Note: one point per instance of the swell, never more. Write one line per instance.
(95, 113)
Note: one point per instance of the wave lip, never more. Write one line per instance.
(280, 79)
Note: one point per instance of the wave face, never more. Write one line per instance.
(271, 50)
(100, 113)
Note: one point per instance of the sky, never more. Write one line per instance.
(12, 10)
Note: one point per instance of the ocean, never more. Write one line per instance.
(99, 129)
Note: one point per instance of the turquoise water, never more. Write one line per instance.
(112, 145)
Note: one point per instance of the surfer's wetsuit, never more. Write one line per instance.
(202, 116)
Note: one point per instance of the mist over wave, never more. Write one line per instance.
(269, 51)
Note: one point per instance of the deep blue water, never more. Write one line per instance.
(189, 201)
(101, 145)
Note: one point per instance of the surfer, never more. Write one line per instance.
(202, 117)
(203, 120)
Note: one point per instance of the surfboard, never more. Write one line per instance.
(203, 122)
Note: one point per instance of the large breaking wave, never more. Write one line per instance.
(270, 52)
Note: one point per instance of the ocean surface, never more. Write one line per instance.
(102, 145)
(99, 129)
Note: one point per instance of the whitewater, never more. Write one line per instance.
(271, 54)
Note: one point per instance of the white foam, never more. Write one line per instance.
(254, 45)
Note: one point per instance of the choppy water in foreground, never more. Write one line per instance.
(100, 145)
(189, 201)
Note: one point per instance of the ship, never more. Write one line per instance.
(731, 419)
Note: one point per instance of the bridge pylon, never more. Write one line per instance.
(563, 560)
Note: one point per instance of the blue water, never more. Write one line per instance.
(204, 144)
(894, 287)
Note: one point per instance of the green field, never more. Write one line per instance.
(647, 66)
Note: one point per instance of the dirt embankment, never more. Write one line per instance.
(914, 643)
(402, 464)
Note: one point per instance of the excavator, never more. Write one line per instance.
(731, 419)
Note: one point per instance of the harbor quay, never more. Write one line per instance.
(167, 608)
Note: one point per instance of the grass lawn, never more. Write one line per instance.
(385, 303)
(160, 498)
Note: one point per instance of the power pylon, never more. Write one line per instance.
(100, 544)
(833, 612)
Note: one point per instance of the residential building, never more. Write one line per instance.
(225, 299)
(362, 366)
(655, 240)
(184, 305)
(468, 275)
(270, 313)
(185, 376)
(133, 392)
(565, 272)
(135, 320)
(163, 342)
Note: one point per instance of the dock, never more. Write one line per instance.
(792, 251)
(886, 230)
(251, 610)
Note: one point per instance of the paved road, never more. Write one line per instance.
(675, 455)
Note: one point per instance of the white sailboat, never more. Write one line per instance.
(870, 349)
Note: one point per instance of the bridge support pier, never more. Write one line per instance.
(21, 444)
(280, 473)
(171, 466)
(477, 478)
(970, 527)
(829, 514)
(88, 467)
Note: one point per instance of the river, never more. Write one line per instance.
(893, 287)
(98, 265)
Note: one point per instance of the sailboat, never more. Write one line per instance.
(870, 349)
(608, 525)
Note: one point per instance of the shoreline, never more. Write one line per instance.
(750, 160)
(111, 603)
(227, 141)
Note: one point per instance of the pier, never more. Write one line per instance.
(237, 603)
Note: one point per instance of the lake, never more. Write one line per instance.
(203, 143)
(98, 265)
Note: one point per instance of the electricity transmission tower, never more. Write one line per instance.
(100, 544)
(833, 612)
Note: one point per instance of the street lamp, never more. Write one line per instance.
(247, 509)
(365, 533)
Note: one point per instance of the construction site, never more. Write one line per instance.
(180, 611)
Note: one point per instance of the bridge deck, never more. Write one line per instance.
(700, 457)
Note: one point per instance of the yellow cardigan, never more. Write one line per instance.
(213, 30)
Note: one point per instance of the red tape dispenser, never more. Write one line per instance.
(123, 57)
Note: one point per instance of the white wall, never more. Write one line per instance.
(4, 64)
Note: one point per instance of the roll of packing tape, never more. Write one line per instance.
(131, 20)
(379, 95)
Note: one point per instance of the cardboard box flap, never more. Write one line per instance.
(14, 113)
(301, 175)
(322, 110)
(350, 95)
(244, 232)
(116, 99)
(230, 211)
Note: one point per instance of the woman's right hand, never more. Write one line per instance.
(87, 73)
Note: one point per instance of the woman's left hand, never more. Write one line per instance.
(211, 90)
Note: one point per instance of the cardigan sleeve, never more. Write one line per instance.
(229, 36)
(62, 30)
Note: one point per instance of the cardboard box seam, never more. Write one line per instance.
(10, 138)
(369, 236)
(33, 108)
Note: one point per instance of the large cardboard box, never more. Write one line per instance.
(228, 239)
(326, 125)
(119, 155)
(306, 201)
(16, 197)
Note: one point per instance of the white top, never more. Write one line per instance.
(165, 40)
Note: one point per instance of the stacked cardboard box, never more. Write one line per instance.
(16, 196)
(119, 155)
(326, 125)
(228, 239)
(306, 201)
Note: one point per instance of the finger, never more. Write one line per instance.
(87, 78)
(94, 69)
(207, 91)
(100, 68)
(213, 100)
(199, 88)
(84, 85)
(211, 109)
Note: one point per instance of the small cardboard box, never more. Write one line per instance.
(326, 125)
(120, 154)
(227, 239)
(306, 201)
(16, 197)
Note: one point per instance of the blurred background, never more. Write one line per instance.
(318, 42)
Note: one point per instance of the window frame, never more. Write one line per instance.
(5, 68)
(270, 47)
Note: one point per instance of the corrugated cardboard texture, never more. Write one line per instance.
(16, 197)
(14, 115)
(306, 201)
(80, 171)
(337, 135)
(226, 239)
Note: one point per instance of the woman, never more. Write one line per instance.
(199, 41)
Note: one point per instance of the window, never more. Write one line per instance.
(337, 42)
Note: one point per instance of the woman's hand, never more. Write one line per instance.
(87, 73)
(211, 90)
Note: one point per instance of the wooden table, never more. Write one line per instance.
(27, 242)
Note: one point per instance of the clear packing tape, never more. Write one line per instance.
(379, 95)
--
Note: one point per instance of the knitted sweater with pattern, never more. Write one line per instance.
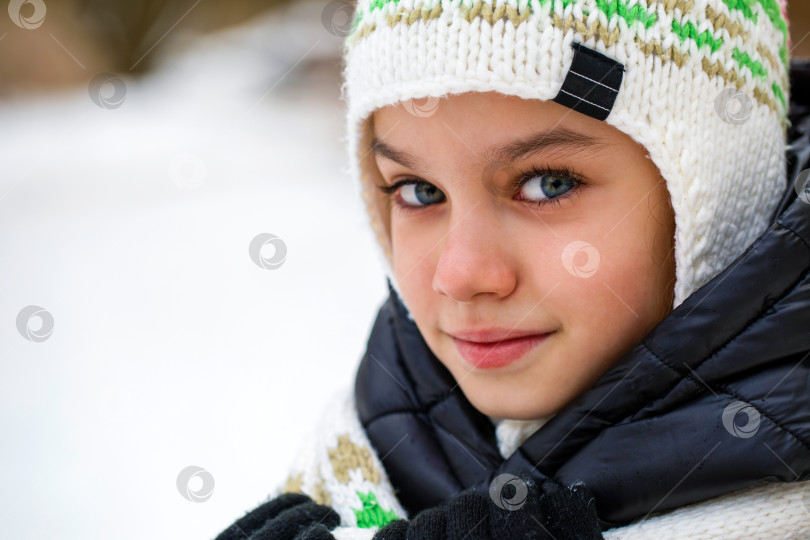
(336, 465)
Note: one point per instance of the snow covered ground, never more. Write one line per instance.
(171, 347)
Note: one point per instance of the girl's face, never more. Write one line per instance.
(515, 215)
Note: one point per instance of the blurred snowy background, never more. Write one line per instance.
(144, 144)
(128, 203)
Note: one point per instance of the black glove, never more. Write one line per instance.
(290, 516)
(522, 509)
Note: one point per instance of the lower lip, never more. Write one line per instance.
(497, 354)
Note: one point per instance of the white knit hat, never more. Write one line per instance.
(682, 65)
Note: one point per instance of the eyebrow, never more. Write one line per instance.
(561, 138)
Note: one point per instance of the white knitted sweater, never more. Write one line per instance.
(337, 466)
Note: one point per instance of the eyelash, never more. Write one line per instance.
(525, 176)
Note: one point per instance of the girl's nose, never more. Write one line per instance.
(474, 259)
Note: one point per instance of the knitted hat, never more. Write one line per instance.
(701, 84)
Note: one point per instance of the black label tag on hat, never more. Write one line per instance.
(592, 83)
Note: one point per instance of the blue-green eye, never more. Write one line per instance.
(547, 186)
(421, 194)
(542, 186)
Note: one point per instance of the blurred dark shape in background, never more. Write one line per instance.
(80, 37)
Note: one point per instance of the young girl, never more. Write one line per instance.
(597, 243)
--
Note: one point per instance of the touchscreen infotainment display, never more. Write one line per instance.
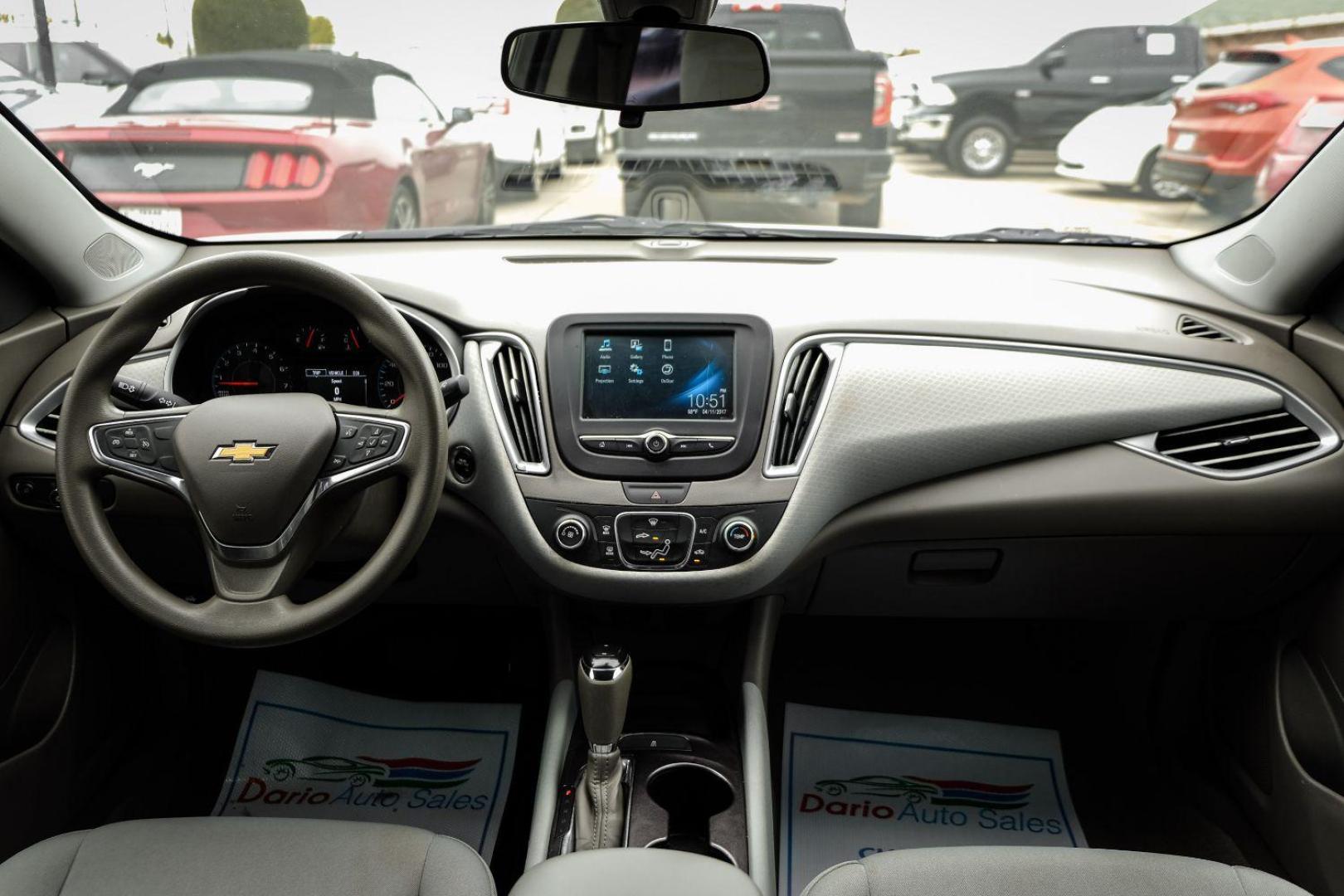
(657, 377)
--
Extract every line of the data above that contains the word "pylon", matching case exactly.

Exercise solution:
Note: one point per instance of the bridge pylon, never more. Write one line per instance.
Note: one point per instance of the power pylon, never more. Write one line per instance.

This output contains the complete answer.